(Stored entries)
────────────────

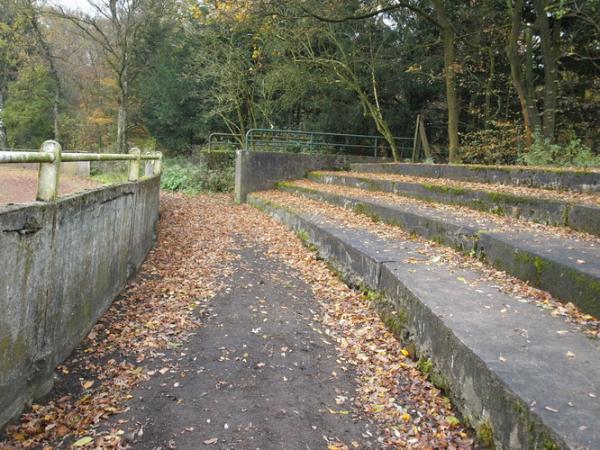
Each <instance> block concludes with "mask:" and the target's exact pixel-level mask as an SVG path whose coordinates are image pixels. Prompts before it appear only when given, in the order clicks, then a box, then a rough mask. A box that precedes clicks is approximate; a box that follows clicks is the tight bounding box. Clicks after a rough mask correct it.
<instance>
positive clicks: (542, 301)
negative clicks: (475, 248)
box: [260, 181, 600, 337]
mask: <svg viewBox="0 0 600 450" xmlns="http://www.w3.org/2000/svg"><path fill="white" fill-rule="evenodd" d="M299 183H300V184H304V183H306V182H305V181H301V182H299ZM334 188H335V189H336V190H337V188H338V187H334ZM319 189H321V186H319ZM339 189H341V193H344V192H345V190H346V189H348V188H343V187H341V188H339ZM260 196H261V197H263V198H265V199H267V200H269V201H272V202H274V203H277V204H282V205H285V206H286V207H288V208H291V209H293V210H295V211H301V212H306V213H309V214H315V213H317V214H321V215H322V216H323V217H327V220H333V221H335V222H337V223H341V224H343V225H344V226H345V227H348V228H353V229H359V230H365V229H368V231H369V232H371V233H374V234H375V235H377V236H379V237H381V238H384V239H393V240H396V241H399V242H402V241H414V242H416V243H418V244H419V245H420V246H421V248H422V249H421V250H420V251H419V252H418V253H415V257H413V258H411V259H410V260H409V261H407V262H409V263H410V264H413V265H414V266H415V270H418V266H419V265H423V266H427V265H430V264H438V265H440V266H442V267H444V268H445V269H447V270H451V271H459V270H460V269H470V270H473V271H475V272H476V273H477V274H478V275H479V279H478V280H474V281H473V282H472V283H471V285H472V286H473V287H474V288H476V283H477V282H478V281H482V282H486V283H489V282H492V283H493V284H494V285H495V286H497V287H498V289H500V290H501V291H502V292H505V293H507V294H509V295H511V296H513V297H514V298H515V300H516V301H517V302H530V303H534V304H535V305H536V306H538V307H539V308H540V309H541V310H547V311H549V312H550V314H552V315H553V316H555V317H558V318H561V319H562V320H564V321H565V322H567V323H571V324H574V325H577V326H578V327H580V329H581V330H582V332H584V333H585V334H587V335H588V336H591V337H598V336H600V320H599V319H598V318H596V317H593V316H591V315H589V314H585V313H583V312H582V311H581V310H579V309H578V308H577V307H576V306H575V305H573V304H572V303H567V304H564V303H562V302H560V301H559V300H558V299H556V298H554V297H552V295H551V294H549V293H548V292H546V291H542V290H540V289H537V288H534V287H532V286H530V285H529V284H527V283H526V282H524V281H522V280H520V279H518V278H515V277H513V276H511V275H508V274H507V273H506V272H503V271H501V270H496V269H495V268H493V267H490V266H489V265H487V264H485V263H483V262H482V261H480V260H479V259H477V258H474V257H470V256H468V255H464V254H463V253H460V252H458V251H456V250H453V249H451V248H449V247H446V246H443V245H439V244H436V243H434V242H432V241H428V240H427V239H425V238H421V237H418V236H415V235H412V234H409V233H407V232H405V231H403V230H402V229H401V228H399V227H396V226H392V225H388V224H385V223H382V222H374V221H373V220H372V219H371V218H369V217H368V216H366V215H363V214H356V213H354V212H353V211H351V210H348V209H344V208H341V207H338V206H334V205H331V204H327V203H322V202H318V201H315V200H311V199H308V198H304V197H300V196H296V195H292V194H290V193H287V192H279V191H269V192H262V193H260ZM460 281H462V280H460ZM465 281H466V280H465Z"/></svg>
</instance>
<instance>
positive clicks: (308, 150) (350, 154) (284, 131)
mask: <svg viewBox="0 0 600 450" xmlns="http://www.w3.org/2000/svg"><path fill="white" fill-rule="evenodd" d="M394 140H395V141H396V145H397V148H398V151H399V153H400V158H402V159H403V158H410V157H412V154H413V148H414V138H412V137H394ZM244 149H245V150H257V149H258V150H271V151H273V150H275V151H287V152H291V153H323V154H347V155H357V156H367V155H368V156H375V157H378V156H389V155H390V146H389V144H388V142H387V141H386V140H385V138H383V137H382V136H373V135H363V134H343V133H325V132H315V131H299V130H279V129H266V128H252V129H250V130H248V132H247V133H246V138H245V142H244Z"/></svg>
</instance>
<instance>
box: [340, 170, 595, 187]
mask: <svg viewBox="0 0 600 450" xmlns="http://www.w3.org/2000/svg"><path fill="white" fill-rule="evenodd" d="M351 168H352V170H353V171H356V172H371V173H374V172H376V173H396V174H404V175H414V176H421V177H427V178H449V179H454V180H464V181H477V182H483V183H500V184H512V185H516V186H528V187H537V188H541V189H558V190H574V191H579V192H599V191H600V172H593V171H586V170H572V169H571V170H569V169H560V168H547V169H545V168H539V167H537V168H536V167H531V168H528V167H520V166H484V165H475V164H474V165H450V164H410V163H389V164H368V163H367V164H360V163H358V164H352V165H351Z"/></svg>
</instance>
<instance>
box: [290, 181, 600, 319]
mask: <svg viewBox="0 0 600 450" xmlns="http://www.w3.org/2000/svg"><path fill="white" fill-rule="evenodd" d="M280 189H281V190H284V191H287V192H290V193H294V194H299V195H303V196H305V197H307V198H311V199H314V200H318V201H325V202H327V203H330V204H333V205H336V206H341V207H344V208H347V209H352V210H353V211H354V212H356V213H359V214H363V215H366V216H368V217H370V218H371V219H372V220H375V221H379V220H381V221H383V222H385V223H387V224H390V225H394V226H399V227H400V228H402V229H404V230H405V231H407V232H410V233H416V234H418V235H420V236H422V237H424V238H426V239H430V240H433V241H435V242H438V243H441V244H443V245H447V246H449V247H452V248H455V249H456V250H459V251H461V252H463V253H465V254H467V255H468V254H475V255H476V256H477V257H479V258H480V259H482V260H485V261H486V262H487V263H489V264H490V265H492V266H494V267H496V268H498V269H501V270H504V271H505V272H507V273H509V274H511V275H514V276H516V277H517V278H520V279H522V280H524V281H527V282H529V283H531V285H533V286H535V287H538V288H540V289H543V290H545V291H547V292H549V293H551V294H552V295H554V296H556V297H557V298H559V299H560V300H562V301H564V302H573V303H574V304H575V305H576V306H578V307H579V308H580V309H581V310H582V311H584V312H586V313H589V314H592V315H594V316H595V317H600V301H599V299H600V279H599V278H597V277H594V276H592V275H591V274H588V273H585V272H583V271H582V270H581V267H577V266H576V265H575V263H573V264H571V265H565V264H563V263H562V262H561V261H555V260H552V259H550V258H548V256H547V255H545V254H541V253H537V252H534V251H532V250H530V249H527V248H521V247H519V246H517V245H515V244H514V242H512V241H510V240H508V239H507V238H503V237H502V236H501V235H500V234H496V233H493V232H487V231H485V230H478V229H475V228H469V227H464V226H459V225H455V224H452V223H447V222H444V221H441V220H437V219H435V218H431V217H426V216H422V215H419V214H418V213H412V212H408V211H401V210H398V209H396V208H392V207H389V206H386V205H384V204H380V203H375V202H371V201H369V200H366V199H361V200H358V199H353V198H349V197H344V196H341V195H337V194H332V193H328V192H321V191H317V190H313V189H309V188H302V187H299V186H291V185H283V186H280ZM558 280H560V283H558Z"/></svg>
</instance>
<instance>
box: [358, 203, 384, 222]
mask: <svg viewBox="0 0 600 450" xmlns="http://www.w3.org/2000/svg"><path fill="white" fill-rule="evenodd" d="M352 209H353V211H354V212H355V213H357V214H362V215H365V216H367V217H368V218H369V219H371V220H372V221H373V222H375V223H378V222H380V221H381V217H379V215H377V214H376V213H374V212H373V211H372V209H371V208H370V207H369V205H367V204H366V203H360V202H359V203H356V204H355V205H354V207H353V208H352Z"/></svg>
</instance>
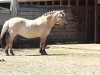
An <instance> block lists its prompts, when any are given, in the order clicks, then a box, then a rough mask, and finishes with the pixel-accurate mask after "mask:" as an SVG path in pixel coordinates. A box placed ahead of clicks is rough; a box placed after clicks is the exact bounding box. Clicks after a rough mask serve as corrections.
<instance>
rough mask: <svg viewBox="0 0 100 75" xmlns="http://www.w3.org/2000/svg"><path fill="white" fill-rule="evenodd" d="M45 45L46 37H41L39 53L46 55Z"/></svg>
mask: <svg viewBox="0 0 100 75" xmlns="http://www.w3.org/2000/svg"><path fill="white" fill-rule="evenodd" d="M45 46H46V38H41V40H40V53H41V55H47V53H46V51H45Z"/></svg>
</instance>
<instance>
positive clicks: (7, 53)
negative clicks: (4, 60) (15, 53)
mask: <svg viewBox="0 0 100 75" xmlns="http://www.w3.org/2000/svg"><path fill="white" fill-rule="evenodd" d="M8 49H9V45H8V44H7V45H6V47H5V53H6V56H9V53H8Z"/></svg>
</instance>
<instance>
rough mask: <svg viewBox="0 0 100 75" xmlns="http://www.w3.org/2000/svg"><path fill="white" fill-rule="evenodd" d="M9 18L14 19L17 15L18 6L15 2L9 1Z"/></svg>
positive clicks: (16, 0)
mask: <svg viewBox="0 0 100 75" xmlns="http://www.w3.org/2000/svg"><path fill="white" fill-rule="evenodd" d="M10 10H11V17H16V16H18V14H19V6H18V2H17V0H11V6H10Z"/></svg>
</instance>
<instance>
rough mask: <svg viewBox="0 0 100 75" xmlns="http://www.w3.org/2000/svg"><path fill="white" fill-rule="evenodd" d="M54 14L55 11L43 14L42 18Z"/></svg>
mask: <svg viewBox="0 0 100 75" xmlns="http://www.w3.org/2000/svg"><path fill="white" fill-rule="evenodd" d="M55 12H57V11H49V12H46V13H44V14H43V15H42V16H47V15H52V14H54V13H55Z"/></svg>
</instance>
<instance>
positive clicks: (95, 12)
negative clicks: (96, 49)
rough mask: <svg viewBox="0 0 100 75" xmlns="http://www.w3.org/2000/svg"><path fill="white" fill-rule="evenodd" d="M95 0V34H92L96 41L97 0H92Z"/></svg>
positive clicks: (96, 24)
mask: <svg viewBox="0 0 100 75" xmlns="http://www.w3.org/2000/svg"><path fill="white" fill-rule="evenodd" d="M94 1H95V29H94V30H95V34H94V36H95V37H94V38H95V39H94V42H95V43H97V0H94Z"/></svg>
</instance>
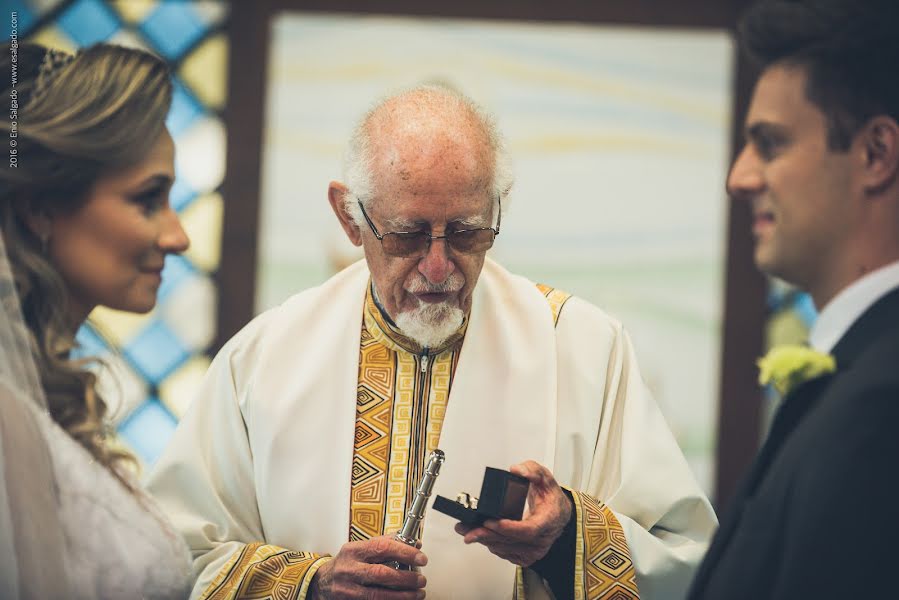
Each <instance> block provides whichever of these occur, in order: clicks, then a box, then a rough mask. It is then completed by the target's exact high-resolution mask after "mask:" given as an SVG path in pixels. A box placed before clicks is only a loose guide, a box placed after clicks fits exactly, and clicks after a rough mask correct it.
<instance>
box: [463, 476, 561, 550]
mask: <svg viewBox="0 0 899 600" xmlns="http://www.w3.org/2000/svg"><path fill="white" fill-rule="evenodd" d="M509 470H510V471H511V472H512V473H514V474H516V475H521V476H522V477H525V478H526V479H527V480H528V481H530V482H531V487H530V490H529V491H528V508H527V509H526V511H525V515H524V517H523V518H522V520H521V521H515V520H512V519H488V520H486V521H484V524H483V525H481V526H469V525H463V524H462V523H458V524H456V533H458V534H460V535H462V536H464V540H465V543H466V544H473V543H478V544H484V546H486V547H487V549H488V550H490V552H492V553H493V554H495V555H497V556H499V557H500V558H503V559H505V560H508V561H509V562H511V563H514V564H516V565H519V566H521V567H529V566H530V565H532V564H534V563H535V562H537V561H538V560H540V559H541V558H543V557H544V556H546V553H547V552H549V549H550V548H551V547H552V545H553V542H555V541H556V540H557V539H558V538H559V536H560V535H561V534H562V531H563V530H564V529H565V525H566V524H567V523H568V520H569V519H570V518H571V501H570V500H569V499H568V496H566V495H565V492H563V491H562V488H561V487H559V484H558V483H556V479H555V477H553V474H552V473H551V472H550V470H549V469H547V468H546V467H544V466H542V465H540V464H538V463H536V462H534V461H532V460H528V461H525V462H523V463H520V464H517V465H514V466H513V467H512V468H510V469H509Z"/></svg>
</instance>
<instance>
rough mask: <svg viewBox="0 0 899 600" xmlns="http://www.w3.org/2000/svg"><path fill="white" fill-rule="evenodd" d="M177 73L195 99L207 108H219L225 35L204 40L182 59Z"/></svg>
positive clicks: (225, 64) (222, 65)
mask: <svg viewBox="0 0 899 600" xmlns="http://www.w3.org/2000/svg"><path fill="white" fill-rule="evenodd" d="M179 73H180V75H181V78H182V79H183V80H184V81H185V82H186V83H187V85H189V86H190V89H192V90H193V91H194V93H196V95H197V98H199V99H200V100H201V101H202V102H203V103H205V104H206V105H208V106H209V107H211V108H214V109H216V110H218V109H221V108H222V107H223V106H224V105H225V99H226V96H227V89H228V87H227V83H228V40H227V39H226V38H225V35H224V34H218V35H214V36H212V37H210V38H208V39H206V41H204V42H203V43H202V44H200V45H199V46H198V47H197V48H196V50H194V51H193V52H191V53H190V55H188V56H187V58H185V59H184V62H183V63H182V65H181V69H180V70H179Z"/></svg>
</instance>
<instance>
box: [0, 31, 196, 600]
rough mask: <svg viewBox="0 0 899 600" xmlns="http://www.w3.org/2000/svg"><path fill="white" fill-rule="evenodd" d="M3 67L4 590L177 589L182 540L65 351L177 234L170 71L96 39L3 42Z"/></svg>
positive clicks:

────────────────

### Task goal
For the string "placed", search the preceding data and copy every line that includes it.

### Expected output
An <instance> block lists its prompts, when any are given, in the order clicks, then a box, then a rough mask, and finishes with the pixel-accurate mask after "mask:" as an SVG path in pixel coordinates. A box placed ahead of clicks is rough; a box placed after clicks is the exact bounding box. Clicks after a rough mask serve as corrections.
Each <instance> block provides whichever of these occur, in order: clicks, then a box, then a rough mask. It is then completed by the target's exact high-resolution mask after "mask:" given as an SVG path in pixels. A box placed before clicks is only a loose guide, a box placed after clicks fits exactly, and clicks after a rough mask correct it.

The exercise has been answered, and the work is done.